#### [Your goal]
Return exactly the final stretch of the records below, opening with the line that contains "the patio chair" and closing with the last line.

(Data excerpts)
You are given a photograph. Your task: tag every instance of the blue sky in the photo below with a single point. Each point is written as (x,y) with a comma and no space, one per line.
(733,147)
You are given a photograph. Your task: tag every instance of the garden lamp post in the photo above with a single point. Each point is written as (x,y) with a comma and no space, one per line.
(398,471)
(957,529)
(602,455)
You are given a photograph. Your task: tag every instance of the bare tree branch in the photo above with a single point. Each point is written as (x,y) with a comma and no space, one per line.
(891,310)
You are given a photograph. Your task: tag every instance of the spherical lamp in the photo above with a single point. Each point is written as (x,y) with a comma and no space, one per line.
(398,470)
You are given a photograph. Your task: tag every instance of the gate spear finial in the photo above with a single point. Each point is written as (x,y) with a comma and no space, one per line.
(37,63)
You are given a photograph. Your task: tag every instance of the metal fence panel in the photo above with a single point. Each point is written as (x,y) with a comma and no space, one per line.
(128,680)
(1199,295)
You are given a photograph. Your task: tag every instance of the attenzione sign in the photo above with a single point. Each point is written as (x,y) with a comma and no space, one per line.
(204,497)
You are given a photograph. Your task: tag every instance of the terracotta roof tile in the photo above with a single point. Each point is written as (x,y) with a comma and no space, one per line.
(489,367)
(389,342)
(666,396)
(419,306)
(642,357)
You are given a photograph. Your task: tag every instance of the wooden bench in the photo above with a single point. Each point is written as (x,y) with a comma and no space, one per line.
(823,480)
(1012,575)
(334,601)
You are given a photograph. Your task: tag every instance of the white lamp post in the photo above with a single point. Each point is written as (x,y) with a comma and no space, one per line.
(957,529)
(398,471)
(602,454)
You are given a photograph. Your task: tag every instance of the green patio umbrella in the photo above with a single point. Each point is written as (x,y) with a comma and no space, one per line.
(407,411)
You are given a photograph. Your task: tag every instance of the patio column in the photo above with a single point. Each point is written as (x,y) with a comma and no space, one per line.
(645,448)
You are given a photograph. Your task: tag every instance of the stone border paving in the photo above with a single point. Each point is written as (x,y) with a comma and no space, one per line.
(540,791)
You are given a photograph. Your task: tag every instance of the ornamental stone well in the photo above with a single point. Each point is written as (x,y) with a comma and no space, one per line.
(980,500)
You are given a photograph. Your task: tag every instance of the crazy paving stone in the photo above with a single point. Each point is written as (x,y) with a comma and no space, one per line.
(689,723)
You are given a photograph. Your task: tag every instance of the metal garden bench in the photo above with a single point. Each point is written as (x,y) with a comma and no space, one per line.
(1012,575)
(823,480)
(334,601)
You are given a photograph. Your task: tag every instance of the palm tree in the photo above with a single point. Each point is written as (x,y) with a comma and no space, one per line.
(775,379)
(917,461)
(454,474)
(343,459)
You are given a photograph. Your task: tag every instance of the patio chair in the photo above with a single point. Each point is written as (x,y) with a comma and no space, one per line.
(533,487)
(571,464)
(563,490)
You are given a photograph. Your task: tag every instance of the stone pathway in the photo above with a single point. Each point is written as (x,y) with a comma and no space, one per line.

#### [Your solution]
You are given a photograph. Your task: tag every instance of the patio chair in the photo above with a single point. Each point is written as (x,y) with a comma and no space, one per line.
(533,487)
(571,464)
(563,490)
You are given a photograph. Your task: tag every instance of the stone pathway in the photo above with a single point. Each point is written as (x,y) with a comma and no space, one per line.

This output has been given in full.